3. J'en viens au troisième point, celui dont on a le plus parlé aujourd'hui, celui pour lequel les demandes sont les plus précises : le financement du coût de la transmission, et la place des initiatives de l'État en la matière.

S'agissant d'un domaine on ne peut plus privé – où le ressort entrepreneurial est-il plus présent que dans le vivier des PME-PMI ? Vous seriez sans doute les premiers à contester que l'État se mêle d'intervenir dans les transactions et leur « montage ». Ce n'est donc que de façon indirecte, en créant un contexte favorable que la puissance publique peut se manifester en ce domaine. C'est bien ainsi que nous l'avons compris.

Permettez-moi donc en quelques mots, de vous rappeler les mesures prises récemment en faveur des PME-PMI, car tout ce qui augmente la rentabilité des entreprises et allège leur trésorerie rend leur transmission plus facile.

L'ensemble des mesures prises pour les entreprises depuis 5 ans représente environ 120 MdF, soit 1,8 point de PIB.

La moitié de ces mesures ont été prises en 1993. Je pense bien évidemment à la suppression du décalage d'un mois de la TVA dont l'effet économique est un allègement immédiat de la charge de trésorerie des entreprises d'environ 35 MdF. Je pense aussi à l'anticipation de plafonnement de la taxe professionnelle qui se traduit par un transfert de 9 MdF de l'État vers les entreprises. Je pense enfin à l'allègement des cotisations sociales pour les salaires inférieurs à 1,2 fois le SMIC. Son coût budgétaire est de 10 MdF.

Le fonds de garantie pour le renforcement des capitaux permanents a été renforcé. Sa gestion a été confiée à la SOFARIS. Doté de 300 MdF, ce fonds peut garantir 50 % des crédits bancaires À moyen ou long terme, ou des apports en fonds propres, à des entreprises ayant un besoin de renforcement de leurs capitaux permanents.

Ce fonds est ouvert aux entreprises de moins de 500 MdF de chiffres d'affaires, des secteurs de l'industrie, des services à l'industrie, du BTP, des transports et de l'hôtellerie.

Il est spécialement destiné à des entreprises saines ayant subi un choc conjoncturel récent (baisse brutale du chiffre d'affaires, défaillance d'un client important…).

Il permettra de garantir 3 MdF de crédits bancaires ou fonds propres. Depuis que ce fonds est mis en place (3 mois à peu près), environ un tiers des crédits a été utilisé. J'ai fait le nécessaire pour mobiliser les banques sur ce point.

L'impact économique recherché est d'encourager le crédit bancaire et les apports de fonds propres aux PME touchées par la crise économique, mais néanmoins viables et fondamentalement saines.

*Consigne 1*
D'après le passage, à quel organisme a-t-on confié la gestion du fonds de garantie pour le renforcement des capitaux permanents ?
*Consigne 2*
Recopiez mot pour mot le passage, de "Ce fonds est ouvert" à "et fondamentalement saines.".

*Liste des entrées*

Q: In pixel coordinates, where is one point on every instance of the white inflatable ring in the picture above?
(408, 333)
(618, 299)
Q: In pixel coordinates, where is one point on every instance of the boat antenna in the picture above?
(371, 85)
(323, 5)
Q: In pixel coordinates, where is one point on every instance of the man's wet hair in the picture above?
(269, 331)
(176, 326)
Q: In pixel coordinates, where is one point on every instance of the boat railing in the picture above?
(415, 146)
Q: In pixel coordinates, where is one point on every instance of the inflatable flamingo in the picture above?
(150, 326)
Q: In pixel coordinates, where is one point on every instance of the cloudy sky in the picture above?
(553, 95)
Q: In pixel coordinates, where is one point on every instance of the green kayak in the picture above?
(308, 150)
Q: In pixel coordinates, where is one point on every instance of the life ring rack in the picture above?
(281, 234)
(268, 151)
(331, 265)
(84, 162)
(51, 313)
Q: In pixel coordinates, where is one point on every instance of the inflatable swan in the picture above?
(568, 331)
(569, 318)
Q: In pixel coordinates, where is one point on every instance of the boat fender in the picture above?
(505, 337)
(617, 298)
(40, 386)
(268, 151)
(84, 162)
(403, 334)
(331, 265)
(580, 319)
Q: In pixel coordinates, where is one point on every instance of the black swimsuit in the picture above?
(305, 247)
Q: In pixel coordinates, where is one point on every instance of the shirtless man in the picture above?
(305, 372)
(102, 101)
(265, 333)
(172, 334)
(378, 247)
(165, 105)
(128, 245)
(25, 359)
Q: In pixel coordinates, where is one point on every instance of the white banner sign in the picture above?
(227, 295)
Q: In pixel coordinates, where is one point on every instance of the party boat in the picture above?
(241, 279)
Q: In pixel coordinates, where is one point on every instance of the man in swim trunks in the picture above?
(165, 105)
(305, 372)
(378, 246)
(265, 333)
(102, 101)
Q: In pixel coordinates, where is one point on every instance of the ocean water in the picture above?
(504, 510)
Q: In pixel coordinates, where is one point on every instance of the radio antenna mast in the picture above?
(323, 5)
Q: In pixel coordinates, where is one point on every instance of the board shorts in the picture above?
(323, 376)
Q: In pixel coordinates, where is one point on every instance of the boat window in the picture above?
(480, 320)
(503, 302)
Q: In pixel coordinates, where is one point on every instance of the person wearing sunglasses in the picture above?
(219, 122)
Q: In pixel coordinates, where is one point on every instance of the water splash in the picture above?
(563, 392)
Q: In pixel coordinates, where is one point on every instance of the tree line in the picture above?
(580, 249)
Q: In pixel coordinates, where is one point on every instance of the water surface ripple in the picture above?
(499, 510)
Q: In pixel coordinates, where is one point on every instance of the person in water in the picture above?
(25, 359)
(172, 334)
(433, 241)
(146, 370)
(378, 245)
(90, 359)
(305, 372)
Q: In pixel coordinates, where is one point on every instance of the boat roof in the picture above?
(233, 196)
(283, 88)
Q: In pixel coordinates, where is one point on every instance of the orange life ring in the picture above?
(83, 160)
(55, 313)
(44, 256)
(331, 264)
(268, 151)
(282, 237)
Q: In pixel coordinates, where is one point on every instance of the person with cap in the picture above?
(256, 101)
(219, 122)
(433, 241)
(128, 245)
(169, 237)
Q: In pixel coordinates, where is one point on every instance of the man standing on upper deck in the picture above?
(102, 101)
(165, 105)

*Réponse rédigée 1*
À la SOFARIS.

*Réponse rédigée 2*
Ce fonds est ouvert aux entreprises de moins de 500 MdF de chiffres d'affaires, des secteurs de l'industrie, des services à l'industrie, du BTP, des transports et de l'hôtellerie.

Il est spécialement destiné à des entreprises saines ayant subi un choc conjoncturel récent (baisse brutale du chiffre d'affaires, défaillance d'un client important…).

Il permettra de garantir 3 MdF de crédits bancaires ou fonds propres. Depuis que ce fonds est mis en place (3 mois à peu près), environ un tiers des crédits a été utilisé. J'ai fait le nécessaire pour mobiliser les banques sur ce point.

L'impact économique recherché est d'encourager le crédit bancaire et les apports de fonds propres aux PME touchées par la crise économique, mais néanmoins viables et fondamentalement saines.